* **TASKS TO COMPLETE**
• 1. Repeat the housing-market passage word for word from "The key factor: Interest" to "down the line.".
• 2. Locate every line in the rows that contains the string "concrete" and copy each of those lines out.

* **EXTRACT TO READ**
┌──

Aggressive buyers are finding some simply terrific deals. And they're paying with cheap debt, too.
---------------------------------
Mr. Arends is saying that maybe we haven't quite reached the bottom on average, but there are probably some neighborhoods out there that have reached the bottom. I believe this is especially true for lower-income housing which had the biggest rise and fall in housing prices. Much of the low-income housing became a speculator's paradise during the boom years, and many of these homes became detached from the incomes that people would normally make in these neighborhoods. Now that we are a couple years into the bust period, these houses have declined the most on a percentage basis. Middle- and upper-income housing also rose significantly during the boom years and have come down during the bust, but not as large an amount on a percentage basis as low-income housing. You can see this in areas like Manassas, VA and Woodbridge, VA, where housing prices have plummeted but sales are way up compared to last year. This likely means that housing prices in these areas don't have much further to fall.
My advice?
------------------------------
So let me play devil's advocate and consider the positive case for buying a home right now.
The key factor: Interest rates.
If you can borrow at 4.5% or 5% over 30 years, many purchases start to look appealing. Especially if we get a hefty dose of inflation down the line.

└──

* **DATA TO PROCESS**

┌──

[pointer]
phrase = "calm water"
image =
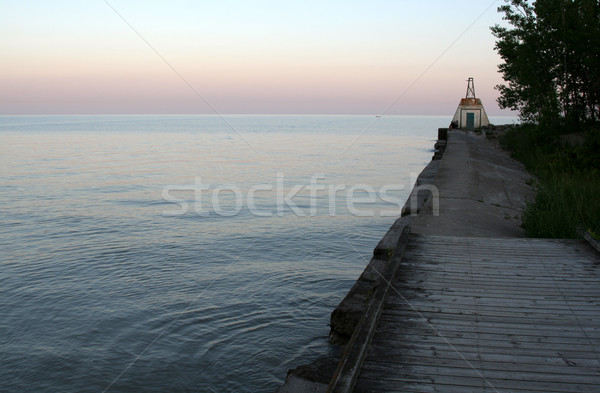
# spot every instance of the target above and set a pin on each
(109, 282)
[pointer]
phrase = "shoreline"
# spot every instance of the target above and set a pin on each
(315, 377)
(478, 188)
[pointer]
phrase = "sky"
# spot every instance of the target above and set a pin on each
(392, 57)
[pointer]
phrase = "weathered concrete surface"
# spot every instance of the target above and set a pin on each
(482, 191)
(348, 313)
(312, 378)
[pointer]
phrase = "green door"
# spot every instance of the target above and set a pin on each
(470, 121)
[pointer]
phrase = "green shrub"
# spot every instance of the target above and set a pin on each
(568, 192)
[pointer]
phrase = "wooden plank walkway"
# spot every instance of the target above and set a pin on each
(489, 315)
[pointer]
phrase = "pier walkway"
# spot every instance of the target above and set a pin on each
(468, 314)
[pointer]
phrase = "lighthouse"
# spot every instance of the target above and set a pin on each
(470, 113)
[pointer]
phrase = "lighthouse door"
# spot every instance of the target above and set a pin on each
(470, 120)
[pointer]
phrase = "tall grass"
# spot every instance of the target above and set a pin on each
(568, 181)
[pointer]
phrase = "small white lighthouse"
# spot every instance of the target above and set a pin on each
(470, 113)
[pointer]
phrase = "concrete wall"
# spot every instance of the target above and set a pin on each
(471, 105)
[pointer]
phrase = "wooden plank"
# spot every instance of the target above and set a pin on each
(475, 314)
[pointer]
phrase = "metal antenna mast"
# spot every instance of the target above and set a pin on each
(470, 88)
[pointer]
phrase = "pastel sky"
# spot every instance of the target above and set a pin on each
(264, 57)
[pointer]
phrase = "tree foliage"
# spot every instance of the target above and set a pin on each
(551, 60)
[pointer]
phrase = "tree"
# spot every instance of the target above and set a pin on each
(551, 57)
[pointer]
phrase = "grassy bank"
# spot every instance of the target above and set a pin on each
(567, 170)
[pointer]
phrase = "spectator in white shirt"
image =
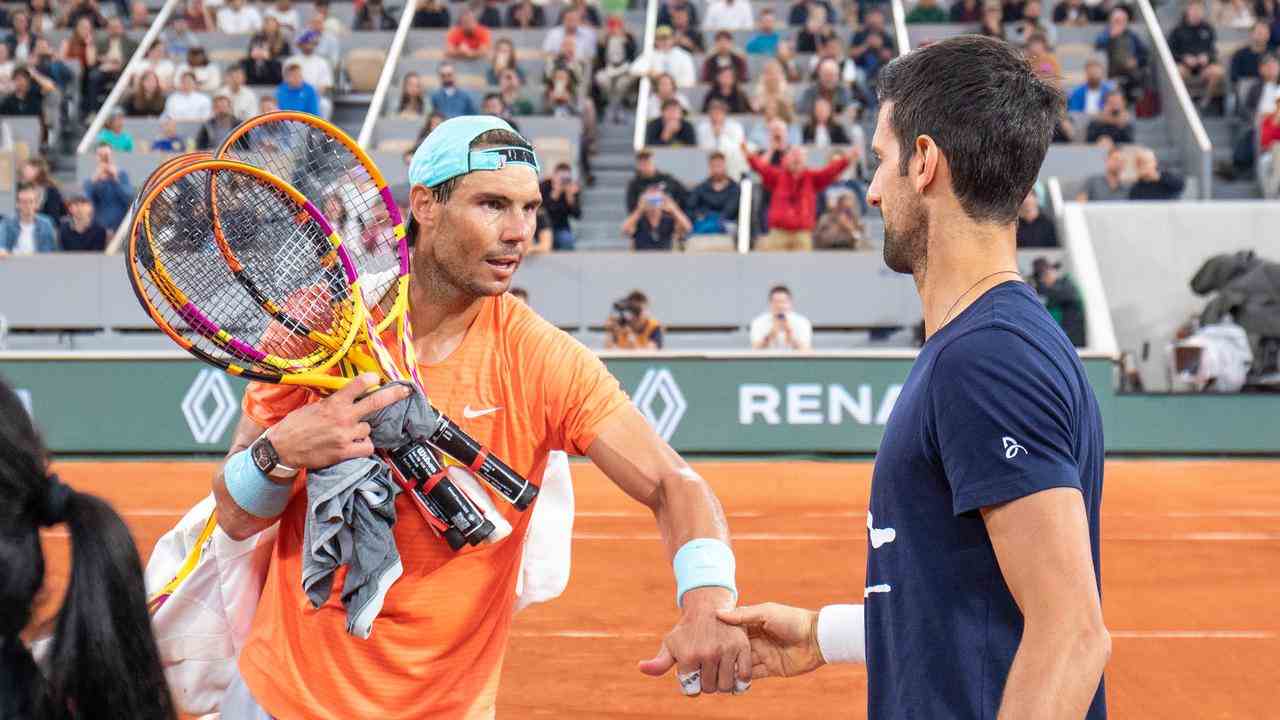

└──

* **SOLUTIONS BY TASK**
• 1.
The key factor: Interest rates.
If you can borrow at 4.5% or 5% over 30 years, many purchases start to look appealing. Especially if we get a hefty dose of inflation down the line.

• 2.
phrase = "weathered concrete surface"
phrase = "concrete wall"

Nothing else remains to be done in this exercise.